RECORDED INFORMATION -
··········

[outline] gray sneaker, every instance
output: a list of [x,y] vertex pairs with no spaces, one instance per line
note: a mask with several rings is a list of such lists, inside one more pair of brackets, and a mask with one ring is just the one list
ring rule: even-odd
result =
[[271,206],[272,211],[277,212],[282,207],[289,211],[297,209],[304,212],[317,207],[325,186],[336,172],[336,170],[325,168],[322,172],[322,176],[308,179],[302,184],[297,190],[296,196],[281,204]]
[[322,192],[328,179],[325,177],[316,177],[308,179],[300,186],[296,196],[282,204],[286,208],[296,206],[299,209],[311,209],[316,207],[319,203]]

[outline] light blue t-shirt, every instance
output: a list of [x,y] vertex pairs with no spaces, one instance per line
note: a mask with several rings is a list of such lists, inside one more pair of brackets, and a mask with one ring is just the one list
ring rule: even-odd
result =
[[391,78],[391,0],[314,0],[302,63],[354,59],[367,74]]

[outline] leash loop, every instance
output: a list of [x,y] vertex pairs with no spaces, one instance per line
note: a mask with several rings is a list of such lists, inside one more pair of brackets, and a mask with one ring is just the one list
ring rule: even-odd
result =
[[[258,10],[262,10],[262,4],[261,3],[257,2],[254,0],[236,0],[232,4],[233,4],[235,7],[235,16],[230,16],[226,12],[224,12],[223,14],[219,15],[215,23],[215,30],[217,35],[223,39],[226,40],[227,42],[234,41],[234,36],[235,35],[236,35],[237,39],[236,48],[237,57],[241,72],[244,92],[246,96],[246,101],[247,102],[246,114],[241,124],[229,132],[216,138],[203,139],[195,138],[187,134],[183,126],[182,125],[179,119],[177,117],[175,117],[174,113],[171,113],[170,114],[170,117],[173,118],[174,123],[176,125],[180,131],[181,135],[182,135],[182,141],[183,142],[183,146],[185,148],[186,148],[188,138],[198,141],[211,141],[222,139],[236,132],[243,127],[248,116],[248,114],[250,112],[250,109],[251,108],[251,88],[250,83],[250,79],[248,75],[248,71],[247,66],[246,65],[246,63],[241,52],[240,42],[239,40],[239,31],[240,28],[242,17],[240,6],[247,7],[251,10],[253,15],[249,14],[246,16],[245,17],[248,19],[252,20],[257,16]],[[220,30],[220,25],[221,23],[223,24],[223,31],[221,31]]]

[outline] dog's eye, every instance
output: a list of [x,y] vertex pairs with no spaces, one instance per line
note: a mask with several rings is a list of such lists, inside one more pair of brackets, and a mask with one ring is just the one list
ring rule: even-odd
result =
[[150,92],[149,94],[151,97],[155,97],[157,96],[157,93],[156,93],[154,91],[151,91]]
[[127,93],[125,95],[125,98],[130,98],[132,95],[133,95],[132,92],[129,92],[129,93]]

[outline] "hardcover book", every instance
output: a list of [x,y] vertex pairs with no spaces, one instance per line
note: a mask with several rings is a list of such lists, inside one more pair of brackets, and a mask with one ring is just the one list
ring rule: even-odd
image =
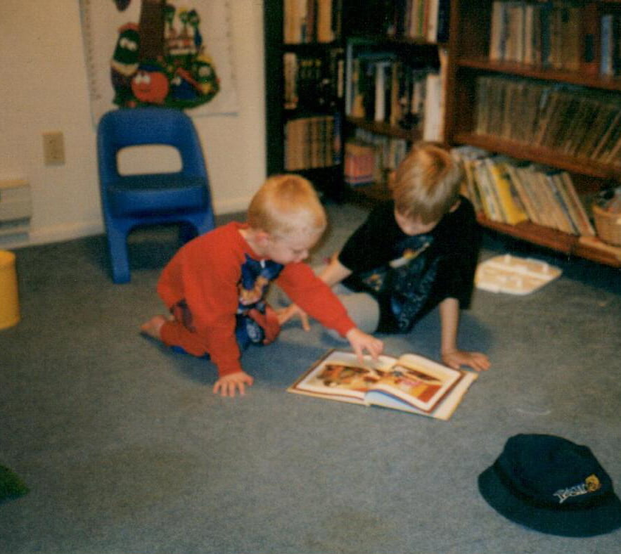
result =
[[332,349],[287,390],[446,420],[478,377],[415,354],[366,356],[361,363],[352,352]]

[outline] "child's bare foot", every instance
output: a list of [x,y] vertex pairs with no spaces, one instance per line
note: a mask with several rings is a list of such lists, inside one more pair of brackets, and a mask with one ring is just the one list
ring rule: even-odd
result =
[[166,318],[164,316],[153,316],[148,321],[140,326],[140,331],[151,338],[161,340],[160,332],[165,323]]

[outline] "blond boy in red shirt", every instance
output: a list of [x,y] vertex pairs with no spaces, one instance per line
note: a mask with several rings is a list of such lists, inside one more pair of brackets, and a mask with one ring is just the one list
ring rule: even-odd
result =
[[373,357],[383,344],[357,328],[336,295],[303,263],[323,234],[326,212],[298,175],[268,179],[250,202],[246,223],[233,221],[191,240],[162,271],[158,292],[170,311],[141,331],[167,346],[208,356],[218,369],[213,392],[243,394],[253,379],[242,368],[248,344],[269,344],[280,330],[265,302],[274,281],[309,315]]

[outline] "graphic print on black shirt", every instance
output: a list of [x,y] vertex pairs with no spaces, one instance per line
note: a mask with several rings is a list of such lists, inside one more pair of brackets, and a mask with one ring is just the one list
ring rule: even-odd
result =
[[241,266],[241,278],[238,284],[239,304],[237,308],[236,333],[238,342],[246,340],[260,344],[266,338],[265,331],[256,318],[248,315],[251,310],[257,310],[266,315],[267,306],[264,297],[270,282],[278,277],[283,266],[269,259],[256,260],[245,255],[245,262]]
[[399,257],[361,276],[380,304],[390,309],[401,333],[418,318],[435,281],[440,258],[430,259],[425,252],[433,241],[430,234],[407,237],[397,245]]

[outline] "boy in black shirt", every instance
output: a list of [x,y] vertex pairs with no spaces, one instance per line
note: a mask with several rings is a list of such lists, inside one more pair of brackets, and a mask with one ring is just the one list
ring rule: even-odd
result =
[[[470,202],[459,195],[461,172],[444,149],[414,146],[397,169],[392,199],[366,221],[319,275],[340,296],[350,316],[367,333],[406,333],[440,305],[442,361],[449,367],[489,367],[487,356],[457,347],[459,311],[467,307],[480,245]],[[306,315],[295,304],[281,323]]]

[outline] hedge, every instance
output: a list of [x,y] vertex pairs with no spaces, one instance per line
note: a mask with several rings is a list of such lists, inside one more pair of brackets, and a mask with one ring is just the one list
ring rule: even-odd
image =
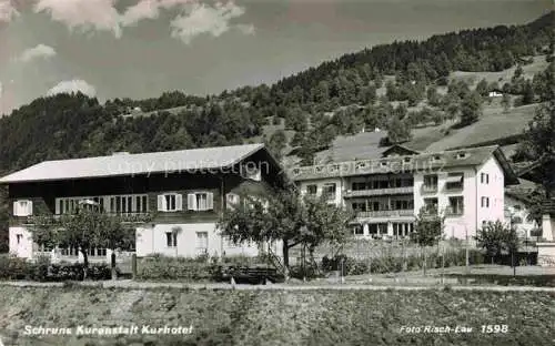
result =
[[[9,255],[0,256],[0,279],[27,279],[38,282],[82,281],[84,273],[82,263],[50,263],[48,257],[39,257],[36,262]],[[90,264],[87,269],[88,279],[110,279],[111,268],[108,264]]]
[[[343,260],[343,271],[345,275],[362,275],[362,274],[384,274],[398,273],[403,269],[405,263],[406,271],[417,271],[422,268],[423,257],[417,255],[403,257],[382,256],[381,258],[357,260],[345,255],[336,255],[333,258],[324,256],[322,258],[322,271],[332,272],[341,271],[341,260]],[[484,255],[476,250],[468,252],[468,261],[471,265],[483,264]],[[466,252],[464,250],[447,252],[443,258],[444,266],[461,266],[466,263]],[[442,256],[440,253],[430,253],[426,255],[427,268],[441,268]]]

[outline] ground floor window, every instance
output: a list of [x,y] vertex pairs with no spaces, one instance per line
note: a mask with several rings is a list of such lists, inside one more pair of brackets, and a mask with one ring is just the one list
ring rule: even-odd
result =
[[395,238],[408,236],[413,232],[413,223],[393,223],[393,236]]
[[165,232],[165,245],[168,247],[178,246],[178,233],[176,232]]
[[371,235],[387,234],[387,224],[386,223],[369,224],[369,233]]

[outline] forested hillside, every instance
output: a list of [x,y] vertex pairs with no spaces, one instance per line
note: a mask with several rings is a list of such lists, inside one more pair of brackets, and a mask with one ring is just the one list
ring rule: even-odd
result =
[[[545,101],[543,90],[552,82],[553,62],[533,80],[515,72],[504,85],[482,81],[475,89],[450,82],[450,72],[502,71],[531,63],[538,54],[549,62],[554,22],[551,12],[525,26],[377,45],[270,86],[219,95],[168,92],[105,104],[83,94],[37,99],[0,118],[0,173],[52,159],[244,143],[260,140],[269,123],[284,122],[285,129],[295,131],[290,143],[283,131],[262,136],[271,150],[281,155],[285,145],[296,147],[305,161],[337,135],[363,128],[387,129],[389,141],[395,143],[410,140],[412,129],[428,122],[458,118],[465,126],[480,116],[483,98],[492,90],[511,93],[517,98],[515,105]],[[440,88],[447,93],[438,93]],[[180,109],[160,111],[172,108]],[[6,222],[1,215],[0,222]]]

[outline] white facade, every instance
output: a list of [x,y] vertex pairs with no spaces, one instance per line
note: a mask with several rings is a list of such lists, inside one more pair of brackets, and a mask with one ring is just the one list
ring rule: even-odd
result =
[[255,256],[258,246],[233,245],[219,234],[215,223],[155,224],[137,228],[137,255],[195,257],[245,255]]
[[[355,205],[362,204],[363,211],[356,213],[357,225],[353,227],[356,236],[406,236],[414,230],[421,208],[433,205],[433,210],[445,216],[446,238],[473,242],[476,231],[485,223],[505,221],[505,179],[494,155],[480,164],[464,164],[464,160],[472,159],[472,153],[468,150],[467,153],[451,154],[450,165],[436,170],[315,176],[302,179],[297,185],[302,194],[321,195],[325,186],[335,184],[336,194],[330,201],[353,211]],[[456,164],[458,160],[461,164]],[[411,159],[406,156],[405,162],[411,162]],[[306,167],[306,172],[310,170]],[[381,184],[384,180],[389,182]]]
[[505,223],[512,224],[523,238],[531,238],[531,231],[539,226],[536,221],[528,220],[526,204],[509,195],[505,195]]

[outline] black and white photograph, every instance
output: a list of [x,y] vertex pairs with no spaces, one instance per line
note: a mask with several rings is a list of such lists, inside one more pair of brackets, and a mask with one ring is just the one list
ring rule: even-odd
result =
[[555,345],[555,0],[0,0],[0,346]]

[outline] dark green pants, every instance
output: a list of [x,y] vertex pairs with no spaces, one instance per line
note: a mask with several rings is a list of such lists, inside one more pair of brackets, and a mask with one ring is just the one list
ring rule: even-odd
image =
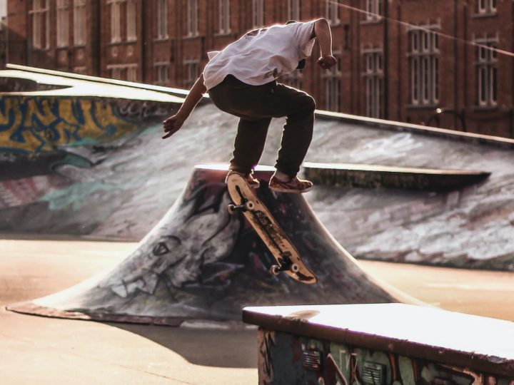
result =
[[262,155],[271,118],[286,116],[275,167],[288,175],[298,173],[313,135],[316,103],[311,96],[276,81],[249,86],[231,75],[208,93],[220,110],[239,117],[231,170],[250,173]]

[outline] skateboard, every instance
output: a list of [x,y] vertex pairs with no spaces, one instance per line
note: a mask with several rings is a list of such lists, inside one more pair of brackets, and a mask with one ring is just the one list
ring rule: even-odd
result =
[[271,273],[277,275],[283,272],[300,282],[316,283],[316,275],[302,262],[296,248],[268,208],[257,197],[244,176],[233,171],[227,176],[226,185],[233,202],[227,207],[228,212],[242,212],[264,242],[276,260],[276,265],[270,269]]

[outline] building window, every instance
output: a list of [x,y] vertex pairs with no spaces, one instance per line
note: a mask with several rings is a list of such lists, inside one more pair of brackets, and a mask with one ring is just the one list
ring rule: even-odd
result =
[[289,0],[288,9],[288,19],[301,20],[301,0]]
[[69,34],[68,0],[57,0],[57,46],[66,47]]
[[127,41],[134,41],[137,40],[137,9],[136,0],[127,0],[126,6]]
[[439,101],[439,35],[425,28],[409,31],[410,101],[413,105]]
[[29,11],[32,17],[32,45],[35,48],[50,47],[49,1],[32,0],[32,9]]
[[191,88],[200,76],[198,62],[196,61],[186,61],[186,87]]
[[109,76],[113,79],[137,81],[137,64],[107,66]]
[[157,38],[168,38],[168,0],[157,0]]
[[220,34],[229,34],[230,0],[219,0]]
[[332,26],[341,24],[339,0],[326,0],[326,19]]
[[197,36],[198,34],[198,0],[188,0],[188,36]]
[[124,0],[109,0],[111,4],[111,42],[121,41],[121,3]]
[[107,66],[109,76],[113,79],[123,80],[123,69],[119,66]]
[[496,0],[478,0],[477,10],[479,14],[495,14]]
[[367,21],[376,21],[382,19],[382,0],[365,0],[366,19]]
[[74,43],[86,43],[86,0],[74,0]]
[[155,83],[159,86],[166,86],[168,84],[168,73],[169,66],[167,62],[156,62],[153,64],[155,69]]
[[339,111],[341,108],[341,53],[334,52],[337,64],[324,74],[326,85],[326,108],[329,111]]
[[363,56],[366,114],[371,118],[382,118],[382,51],[368,51]]
[[498,53],[496,40],[477,41],[477,93],[478,106],[492,107],[498,103]]
[[137,81],[137,64],[127,66],[127,80]]
[[75,67],[74,68],[74,72],[79,75],[87,75],[87,68],[84,66]]
[[252,24],[253,28],[264,26],[264,0],[252,0]]

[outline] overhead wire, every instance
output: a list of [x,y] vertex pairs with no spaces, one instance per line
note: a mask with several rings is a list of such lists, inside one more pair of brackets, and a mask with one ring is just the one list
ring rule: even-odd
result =
[[[322,0],[322,1],[323,1],[323,0]],[[444,34],[444,33],[440,32],[440,31],[435,31],[434,29],[429,29],[429,28],[426,28],[426,27],[424,27],[424,26],[417,26],[417,25],[415,25],[415,24],[410,24],[410,23],[408,23],[407,21],[403,21],[398,20],[398,19],[393,19],[393,18],[391,18],[391,17],[386,17],[386,16],[383,16],[383,15],[381,15],[381,14],[376,14],[376,13],[374,13],[374,12],[370,12],[369,11],[366,11],[366,10],[365,10],[365,9],[361,9],[361,8],[356,8],[356,7],[355,7],[355,6],[350,6],[350,5],[348,5],[348,4],[344,4],[340,3],[339,1],[335,1],[335,0],[324,0],[324,1],[326,1],[327,3],[331,3],[331,4],[337,4],[338,6],[341,6],[341,7],[346,8],[346,9],[350,9],[350,10],[351,10],[351,11],[355,11],[356,12],[358,12],[358,13],[361,13],[361,14],[366,14],[366,15],[371,15],[371,16],[375,16],[375,17],[377,17],[377,18],[383,19],[387,20],[388,21],[391,21],[391,22],[393,22],[393,23],[396,23],[396,24],[400,24],[400,25],[406,26],[406,27],[408,27],[408,28],[410,28],[410,29],[413,29],[421,30],[421,31],[425,31],[425,32],[428,32],[428,33],[430,33],[430,34],[437,34],[438,36],[439,36],[441,37],[441,38],[445,38],[455,40],[455,41],[459,41],[459,42],[460,42],[460,43],[465,43],[465,44],[469,44],[469,45],[470,45],[470,46],[476,46],[476,47],[483,48],[485,48],[485,49],[488,49],[488,50],[490,50],[490,51],[495,51],[495,52],[496,52],[497,53],[500,53],[500,54],[501,54],[501,55],[505,55],[505,56],[510,56],[510,57],[514,58],[514,53],[510,52],[510,51],[505,51],[505,50],[504,50],[504,49],[500,49],[500,48],[497,48],[497,47],[493,47],[493,46],[486,46],[486,45],[485,45],[485,44],[481,44],[480,43],[479,43],[479,42],[478,42],[478,41],[470,41],[470,40],[466,40],[466,39],[465,39],[465,38],[459,38],[459,37],[457,37],[457,36],[454,36],[450,35],[450,34]]]

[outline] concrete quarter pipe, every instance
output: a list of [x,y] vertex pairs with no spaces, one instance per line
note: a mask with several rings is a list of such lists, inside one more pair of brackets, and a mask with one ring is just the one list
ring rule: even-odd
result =
[[277,194],[260,167],[257,194],[318,277],[306,285],[269,273],[274,260],[239,212],[230,215],[226,165],[197,166],[175,204],[138,249],[106,274],[8,309],[49,317],[178,325],[238,320],[248,305],[413,300],[361,268],[301,195]]

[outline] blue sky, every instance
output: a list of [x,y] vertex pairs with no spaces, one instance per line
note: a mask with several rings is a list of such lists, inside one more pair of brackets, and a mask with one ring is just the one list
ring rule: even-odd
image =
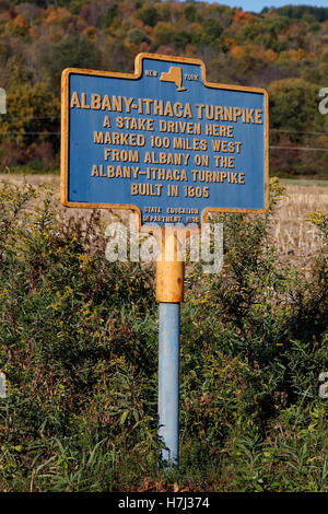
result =
[[314,5],[328,8],[328,0],[208,0],[210,3],[223,3],[232,8],[243,8],[244,11],[260,12],[263,8],[280,8],[282,5]]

··········

Starting with the line that contains "[outline] concrete quarter", reproduce every line down to the end of the listing above, both endpoints included. Pictures stay out.

ANSWER TO THE TASK -
[outline] concrete quarter pipe, every instance
output: a list of [x,y] vertex pairs with no spaces, one instance per line
note: a mask with several rings is a list of such lists, inside one more pair of brackets, and a mask with one ring is just the one list
ring rule: even-odd
result =
[[277,194],[260,167],[257,194],[318,277],[306,285],[269,273],[274,260],[239,212],[230,215],[226,165],[197,166],[175,204],[138,249],[106,274],[8,309],[49,317],[178,325],[238,320],[248,305],[413,300],[361,268],[301,195]]

[outline] blue sky, every instance
output: a list of [x,y] vertex pairs with no spaces, one instance per line
note: a mask with several rings is a list of such lists, inside one more pair of brackets, and a mask with one ring is just the one list
ring rule: even-odd
image =
result =
[[314,5],[328,8],[328,0],[208,0],[210,3],[223,3],[232,8],[243,8],[244,11],[260,12],[263,8],[280,8],[282,5]]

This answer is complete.